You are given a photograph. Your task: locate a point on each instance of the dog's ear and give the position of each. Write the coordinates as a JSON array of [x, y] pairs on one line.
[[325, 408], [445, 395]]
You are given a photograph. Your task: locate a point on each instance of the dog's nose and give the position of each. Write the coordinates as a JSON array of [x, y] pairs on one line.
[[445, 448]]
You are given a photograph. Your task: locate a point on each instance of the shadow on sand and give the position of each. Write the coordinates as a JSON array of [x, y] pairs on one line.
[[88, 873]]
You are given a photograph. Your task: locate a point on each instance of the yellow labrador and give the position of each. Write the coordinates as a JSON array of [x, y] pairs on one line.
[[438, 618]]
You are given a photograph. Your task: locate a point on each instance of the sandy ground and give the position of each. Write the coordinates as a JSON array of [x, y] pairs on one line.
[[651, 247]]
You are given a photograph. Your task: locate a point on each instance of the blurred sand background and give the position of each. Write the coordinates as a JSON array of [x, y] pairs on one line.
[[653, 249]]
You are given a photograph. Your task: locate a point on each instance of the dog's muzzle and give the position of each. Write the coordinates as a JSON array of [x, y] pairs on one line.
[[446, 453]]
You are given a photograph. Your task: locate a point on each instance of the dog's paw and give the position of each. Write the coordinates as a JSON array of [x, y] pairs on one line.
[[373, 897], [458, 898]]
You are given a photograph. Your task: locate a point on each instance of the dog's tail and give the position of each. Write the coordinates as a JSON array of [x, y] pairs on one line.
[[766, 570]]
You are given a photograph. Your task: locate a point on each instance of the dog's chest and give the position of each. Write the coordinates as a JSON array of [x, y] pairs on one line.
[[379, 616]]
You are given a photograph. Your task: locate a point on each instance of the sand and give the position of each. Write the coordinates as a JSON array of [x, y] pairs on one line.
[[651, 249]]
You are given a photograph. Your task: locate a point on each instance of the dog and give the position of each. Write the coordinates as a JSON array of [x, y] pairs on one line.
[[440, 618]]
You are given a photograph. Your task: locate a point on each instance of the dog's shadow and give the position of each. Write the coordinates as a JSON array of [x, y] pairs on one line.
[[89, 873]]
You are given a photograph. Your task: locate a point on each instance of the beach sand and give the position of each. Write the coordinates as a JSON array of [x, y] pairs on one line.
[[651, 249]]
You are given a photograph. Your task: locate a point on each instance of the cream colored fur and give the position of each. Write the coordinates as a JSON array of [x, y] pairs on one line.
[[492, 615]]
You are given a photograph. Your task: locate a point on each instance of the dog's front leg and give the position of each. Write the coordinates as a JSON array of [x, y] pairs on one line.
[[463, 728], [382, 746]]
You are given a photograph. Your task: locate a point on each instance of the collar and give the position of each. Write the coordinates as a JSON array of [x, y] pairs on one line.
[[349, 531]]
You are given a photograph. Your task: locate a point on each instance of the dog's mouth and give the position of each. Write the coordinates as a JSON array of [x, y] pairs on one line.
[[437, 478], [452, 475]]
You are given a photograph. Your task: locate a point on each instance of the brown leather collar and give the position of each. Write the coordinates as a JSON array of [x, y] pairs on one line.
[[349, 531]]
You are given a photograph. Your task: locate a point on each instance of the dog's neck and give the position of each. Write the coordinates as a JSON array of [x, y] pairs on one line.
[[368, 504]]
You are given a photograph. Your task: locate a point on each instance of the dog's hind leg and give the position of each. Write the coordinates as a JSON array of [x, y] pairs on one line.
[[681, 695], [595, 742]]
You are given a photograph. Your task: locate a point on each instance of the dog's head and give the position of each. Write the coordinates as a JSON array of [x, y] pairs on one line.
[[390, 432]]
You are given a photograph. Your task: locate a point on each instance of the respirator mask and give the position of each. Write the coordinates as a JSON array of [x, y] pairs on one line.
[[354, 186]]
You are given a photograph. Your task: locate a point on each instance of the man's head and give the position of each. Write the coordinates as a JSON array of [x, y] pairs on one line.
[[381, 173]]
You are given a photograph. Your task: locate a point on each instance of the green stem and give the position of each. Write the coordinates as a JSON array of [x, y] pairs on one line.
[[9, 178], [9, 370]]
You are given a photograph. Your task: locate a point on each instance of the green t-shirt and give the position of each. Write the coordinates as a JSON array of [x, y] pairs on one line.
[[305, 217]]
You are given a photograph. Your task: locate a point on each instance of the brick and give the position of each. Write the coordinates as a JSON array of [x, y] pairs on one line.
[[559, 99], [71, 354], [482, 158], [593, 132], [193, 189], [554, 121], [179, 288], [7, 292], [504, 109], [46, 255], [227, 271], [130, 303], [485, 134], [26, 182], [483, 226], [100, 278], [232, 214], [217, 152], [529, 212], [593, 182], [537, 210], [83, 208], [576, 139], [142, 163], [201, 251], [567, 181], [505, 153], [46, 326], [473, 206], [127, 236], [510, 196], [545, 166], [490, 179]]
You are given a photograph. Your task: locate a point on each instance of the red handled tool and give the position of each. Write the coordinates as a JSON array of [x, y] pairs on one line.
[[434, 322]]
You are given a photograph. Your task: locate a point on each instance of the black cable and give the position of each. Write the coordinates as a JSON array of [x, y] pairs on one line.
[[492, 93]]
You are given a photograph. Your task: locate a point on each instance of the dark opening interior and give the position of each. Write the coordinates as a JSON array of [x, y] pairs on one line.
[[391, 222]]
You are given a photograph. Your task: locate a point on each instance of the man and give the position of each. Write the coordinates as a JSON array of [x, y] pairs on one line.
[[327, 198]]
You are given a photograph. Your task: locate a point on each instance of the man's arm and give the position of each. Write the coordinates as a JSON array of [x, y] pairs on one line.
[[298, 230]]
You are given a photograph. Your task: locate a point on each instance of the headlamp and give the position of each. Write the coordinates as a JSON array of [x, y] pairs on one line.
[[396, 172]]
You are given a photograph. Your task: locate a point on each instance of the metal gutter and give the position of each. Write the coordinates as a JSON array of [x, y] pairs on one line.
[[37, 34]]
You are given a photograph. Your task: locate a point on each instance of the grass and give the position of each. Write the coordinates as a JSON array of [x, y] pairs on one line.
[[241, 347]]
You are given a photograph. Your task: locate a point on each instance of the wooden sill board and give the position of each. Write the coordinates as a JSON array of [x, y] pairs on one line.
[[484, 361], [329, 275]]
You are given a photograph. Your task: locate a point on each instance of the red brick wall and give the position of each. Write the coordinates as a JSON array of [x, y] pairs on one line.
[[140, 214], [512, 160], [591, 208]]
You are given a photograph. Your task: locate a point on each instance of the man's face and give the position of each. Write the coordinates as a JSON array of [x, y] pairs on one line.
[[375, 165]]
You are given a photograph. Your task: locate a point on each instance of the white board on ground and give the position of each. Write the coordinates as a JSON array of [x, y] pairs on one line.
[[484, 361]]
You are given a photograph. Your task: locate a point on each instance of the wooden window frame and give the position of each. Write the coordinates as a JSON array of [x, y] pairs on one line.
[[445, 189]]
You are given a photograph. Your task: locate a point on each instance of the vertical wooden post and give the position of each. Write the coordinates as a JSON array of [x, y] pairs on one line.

### [Assigned task]
The data above needs to be given again exactly, with no line left out.

### [Task answer]
You are given a photograph. Your task: locate a point on each instance of the dog's ear and give the position of each. Write the coordinates as a JSON array of [x, y] pairs on one line.
[[325, 408], [445, 395]]
You are given a photograph. Your task: locate a point on each instance of the dog's nose and give the position of each. Write the coordinates as a JSON array of [x, y] pairs on one line.
[[445, 448]]
You are given a photograph. Your task: locate a point on each instance of the shadow on sand and give the position of each. Write the coordinates as a JSON array of [x, y] pairs on one line.
[[88, 873]]
You are given a photograph. Your task: locate a point on each instance of the yellow labrador and give the position of each. Write the coordinates as a JSON array of [x, y] pairs on one line.
[[438, 618]]
You are given a photograph. Your task: locate a point on each instance of the sandy ground and give the position of each. Write the coordinates as a JSON array of [x, y] pairs on one line.
[[651, 247]]
You are given a photograph. Your task: locate a point on each instance of the blurred sand background and give the position of each. Write the coordinates as a JSON array of [x, y] pairs on one line.
[[653, 249]]
You are given a photograph. Your task: locate a point on each instance of the dog's muzzle and give the position of each. Write the coordinates as a JSON array of [x, y] pairs on one line.
[[446, 453]]
You are given a photograph. Your task: locate a point on each instance of the dog's paw and give the position of each. Write the coordinates as a JSON array of [x, y] pairs on one line.
[[373, 897], [458, 898]]
You are given a photograph. Your task: locate a point on each instance of the dog's tail and give the position of each. Write the coordinates as a JSON array of [x, y] pairs on one line.
[[766, 570]]
You are given a photograph. Your task: locate a point on each instance of the dog's chest and give the position of each. Write the coordinates as a JSON array of [x, y] pairs on one line.
[[379, 616]]
You are given a photograph. Your task: locate a point on each instance of the sand and give the position of each. Write the coordinates as a JSON array of [x, y] pairs on one line.
[[651, 249]]
You are given a photograph. Your task: locate a point on each instance of the dog and give the position of each. Write the coordinates as a JSON array of [x, y] pairs on one line.
[[440, 618]]
You are given a photograph. Your task: locate a point on each instance of the dog's shadow and give the position of each. Write the coordinates as a JSON array of [x, y] pairs on one line.
[[89, 873]]
You are given a photograph. Your task: locate a point on each instance of the beach sand and give the position of each. Write the coordinates as a JSON array of [x, y] pairs on one line.
[[651, 249]]
You are given a photograph. Your task: locate a point on each instance of the cream colored fur and give the position of each. Write the coordinates as a JSON array of [x, y] pairs on one line.
[[492, 615]]
You are given a photograph. Your task: locate a point on each instance of the dog's front leg and give the position of each. Write the coordinates as a JSON array of [x, y] pairs on one line.
[[463, 728], [382, 746]]
You are given a photograph. Your task: locate a point on each instance of the collar and give the position of each. Write the coordinates as a JSON array of [x, y] pairs on one line.
[[349, 531]]
You are given a photograph. Your task: locate a point on each instance of the dog's mouth and give the position of each. Write the coordinates as a JSON array of [x, y] pairs on one line.
[[437, 478], [452, 475]]
You are given a photograph. Your task: locate a point on each instance of the brown leather collar and give the position of each. Write the coordinates as a JSON array of [x, y] pairs on one line.
[[349, 531]]
You are given a photograph. Your task: locate a point on each instance of the dog's neck and give the position of each. Write the coordinates as a JSON array of [x, y] pairs on one line.
[[368, 504]]
You are given a photograph. Your task: locate a point on each instance of the dog's hind leg and give the position of each. Write the coordinates as a JSON array of [x, y] pairs on one line.
[[681, 695], [595, 742]]
You are given a photograph. Your task: locate a point on each instance of the dog's head and give the position of each. Write the coordinates as a JSON array of [x, y] pairs on one line.
[[390, 432]]
You are given a photograph. Your task: locate a point on each instance of the respirator mask and give the position of each. Write the coordinates as a JSON array of [x, y] pairs on one line.
[[354, 186]]
You are given a photograph. Your task: locate a point on each instance of the man's head and give the position of each. Write the coordinates as a JSON array of [x, y] pairs on one line.
[[381, 173]]
You are given a photograph. Your task: locate a point on each instance of the green stem and give the position of each. Write the coordinates as a JSON array of [x, y] pairs on one line.
[[9, 178], [9, 370]]
You are given a photograph. Your task: locate a point on each instance of the green t-shirt and give the position of each. Write the coordinates as a JSON array of [x, y] pairs on one line.
[[305, 217]]
You are given a photograph. Your task: locate a point on each instance of the brick and give the position of each. Write the coordinates as a JSON array of [x, y] pairs on one line.
[[559, 99], [71, 354], [482, 158], [593, 132], [193, 189], [554, 121], [179, 288], [7, 292], [504, 109], [46, 255], [227, 271], [130, 303], [485, 134], [26, 182], [483, 226], [100, 278], [232, 214], [217, 152], [529, 212], [593, 182], [537, 210], [83, 208], [576, 139], [142, 163], [201, 251], [567, 181], [505, 153], [46, 326], [473, 206], [127, 236], [510, 196], [545, 166], [490, 179]]
You are given a photograph. Your task: locate a point on each instance of the red handled tool and give the position of each. Write the coordinates as a JSON array of [x, y] pairs on one line.
[[434, 322]]
You are given a photograph. Your task: locate a point on each instance of the black cable and give the position of each. Write the coordinates as a JSON array of [x, y] pairs on one line.
[[492, 93]]
You are given a photograph. Your task: locate a point on each instance of the dark opening interior and give the position of each. Write the coordinates as a JSON array of [x, y] pairs on one line.
[[391, 222]]
You are given a photograph. Your task: locate a point on each instance of the man and give the position of each. Write the coordinates as a JSON array of [x, y] pairs on one line.
[[327, 198]]
You are given a photograph. Your task: locate a point on each instance of the man's arm and give the position of each. Write the coordinates as a JSON array of [x, y] pairs on one line.
[[298, 230]]
You are given a photograph. Your task: locate a point on each instance of the headlamp and give the position of each. Write the coordinates as a JSON array of [x, y] pairs on one line.
[[396, 172]]
You are given a photograph. Your task: locate a point on each instance of the metal gutter and give the position of each. Write the coordinates as a JSON array of [x, y] pairs on one line.
[[37, 34]]
You are given a photograph. Your task: locate a point on each instance of the grass and give the position of each. Write the coordinates as a JSON array of [x, y] pairs on one line.
[[241, 347]]
You are given a photograph. Your task: locate a point on each instance of the wooden sill board and give the position of each. Write the coordinates as a JSON array of [x, y] pairs on one line.
[[484, 361], [329, 275]]
You are given a photograph. Your task: locate a point on each instance of the red brick wall and give the position of each. Write the coordinates as a JSON array of [x, y] pairs on one line.
[[140, 214], [512, 160], [591, 208]]
You are given a photograph. Your task: locate a point on each instance of the man's face and give the position of each. Write the coordinates as a JSON array of [x, y] pairs on one line.
[[375, 165]]
You are given a photograph. Your task: locate a point on each instance of the white board on ground and give the position of each. Write the coordinates as a JSON array of [x, y] pairs on one line.
[[484, 361]]
You are given a photograph. Your task: locate a point on each instance of the wooden window frame and give the position of each. Write the coordinates as a JSON array of [x, y] pairs on one line.
[[445, 189]]
You are given a photograph. Your task: locate a point on each instance of the vertical wooden post and give the position of each. Write the coordinates as a JSON array of [x, y] pairs on one line.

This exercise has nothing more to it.